[Begin Quoted text]
Any of the above mentioned factors, or any other negative impact on the global economy, capital markets or other geopolitical conditions resulting from the Russian invasion of Ukraine, the escalation of the Israel-Hamas conflict and subsequent sanctions or related actions, could adversely affect the Company’s search for an initial business combination and any target business with which the Company may ultimately consummate an initial business combination.

 

F-6

 

 

Note 2—Summary of Significant Accounting Policies

 

Basis of Presentation

 

The accompanying financial statement is presented in conformity with accounting principles generally accepted in the United States of America GAAP and pursuant to the rules and regulations of the U.S. Securities and Exchange Commission (“SEC”).

 

Emerging Growth Company

 

As an emerging growth company, the Company may take advantage of certain exemptions from various reporting requirements that are applicable to other public companies that are not emerging growth companies including, but not limited to, not being required to comply with the auditor attestation requirements of Section 404 of the Sarbanes-Oxley Act of 2002, reduced disclosure obligations regarding executive compensation in its periodic reports and proxy statements, and exemptions from the requirements of holding a non-binding advisory vote on executive compensation and shareholder approval of any golden parachute payments not previously approved.

 

Section 102(b)(1) of the JOBS Act exempts emerging growth companies from being required to comply with new or revised financial accounting standards until private companies (that is, those that have not had a Securities Act registration statement declared effective or do not have a class of securities registered under the Exchange Act) are required to comply with the new or revised financial accounting standards. The JOBS Act provides that an emerging growth company can elect to opt out of the extended transition period and comply with the requirements that apply to non-emerging growth companies but any such election to opt out is irrevocable. The Company has elected not to opt out of such extended transition period which means that when a standard is issued or revised and it has different application dates for public or private companies, the Company, as an emerging growth company, can adopt the new or revised standard at the time private companies adopt the new or revised standard. This may make comparison of the Company’s financial statements with another public company which is neither an emerging growth company nor an emerging growth company which has opted out of using the extended transition period difficult or impossible because of the potential differences in accounting standards used.
[End Quoted text]
[Begin Information shown]
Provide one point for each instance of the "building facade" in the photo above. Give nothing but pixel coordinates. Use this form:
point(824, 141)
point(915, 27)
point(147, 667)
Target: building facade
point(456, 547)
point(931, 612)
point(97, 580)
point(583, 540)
[End Information shown]
◆ **The exercise**
Pick up the accounting policies excerpt after its last sentence and write the part that comes next. The entries have nothing to do with the accounting policies excerpt.

◆ **Written answer**
 

Cash and Cash Equivalents

 

The Company considers all short-term investments with an original maturity of three months or less when purchased to be cash equivalents. The Company has $809,046 in cash and no cash equivalents as of June 10, 2024.

 

Cash Held in Trust Account

 

At June 10, 2024, the assets held in the Trust Account amounting to $86,250,000 were held in cash.

 

Offering Costs

 

The Company complies with the requirements of the ASC 340-10-S99 and SEC Staff Accounting Bulletin (“SAB”) Topic 5A — “Expenses of Offering.” Deferred offering costs consist principally of professional and registration fees that are related to the Initial Public Offering. Financial Accounting Standards Board (“FASB”) ASC 470-20, “Debt with Conversion and Other Options,” addresses the allocation of proceeds from the issuance of convertible debt into its equity and debt components. The Company applies this guidance to allocate Initial Public Offering proceeds from the Units between Class A ordinary shares and warrants, using the residual method by allocating Initial Public Offering proceeds first to assigned value of the warrants and then to the Class A ordinary shares. Offering costs allocated to the Class A ordinary shares were charged to temporary equity and offering costs allocated to the Public Warrants and Private Placement Units were charged to shareholders’ deficit.

 

F-7

 

 

Financial Instruments

 

The fair value of the Company’s assets and liabilities, which qualify as financial instruments under the Financial Accounting Standards Board (“FASB”) Accounting Standards Codification (“ASC”) 820, “Fair Value Measurement,” approximates the carrying amounts represented in the balance sheet, primarily due to their short-term nature.

 

Fair Value Measurements

 

Fair value is defined as the price that would be received for sale of an asset or paid for transfer of a liability in an orderly transaction between market participants at the measurement date. GAAP establishes a three-tier fair value hierarchy, which prioritizes the inputs used in measuring fair value. The hierarchy gives the highest priority to unadjusted quoted prices in active markets for identical assets or liabilities (Level 1 measurements) and the lowest priority to unobservable inputs (Level 3 measurements). These tiers include:

 

Level 1, defined as observable inputs such as quoted prices (unadjusted) for identical instruments in active markets;

 

Level 2, defined as inputs other than quoted prices in active markets that are either directly or indirectly observable such as quoted prices for similar instruments in active markets or quoted prices for identical or similar instruments in markets that are not active; and

 

Level 3, defined as unobservable inputs in which little or no market data exists, therefore requiring an entity to develop its own assumptions, such as valuations derived from valuation techniques in which one or more significant inputs or significant value drivers are unobservable. In some circumstances, the inputs used to measure fair value might be categorized within different levels of the fair value hierarchy. In those instances, the fair value measurement is categorized in its entirety in the fair value hierarchy based on the lowest level input that is significant to the fair value measurement.

 

Use of Estimates

 

The preparation of financial statements in conformity with GAAP requires the Company’s management to make estimates and assumptions that affect the reported amounts of assets and liabilities and disclosure of contingent assets and liabilities at the date of the financial statements and the reported amounts of expenses during the reporting period.

 

Making estimates requires management to exercise significant judgement. It is at least reasonably possible that the estimate of the effect of a condition, situation or set of circumstances that existed at the date of the financial statements, which management considered in formulating its estimate, could change in the near term due to one or more future confirming events. Accordingly, the actual results could differ significantly from those estimates.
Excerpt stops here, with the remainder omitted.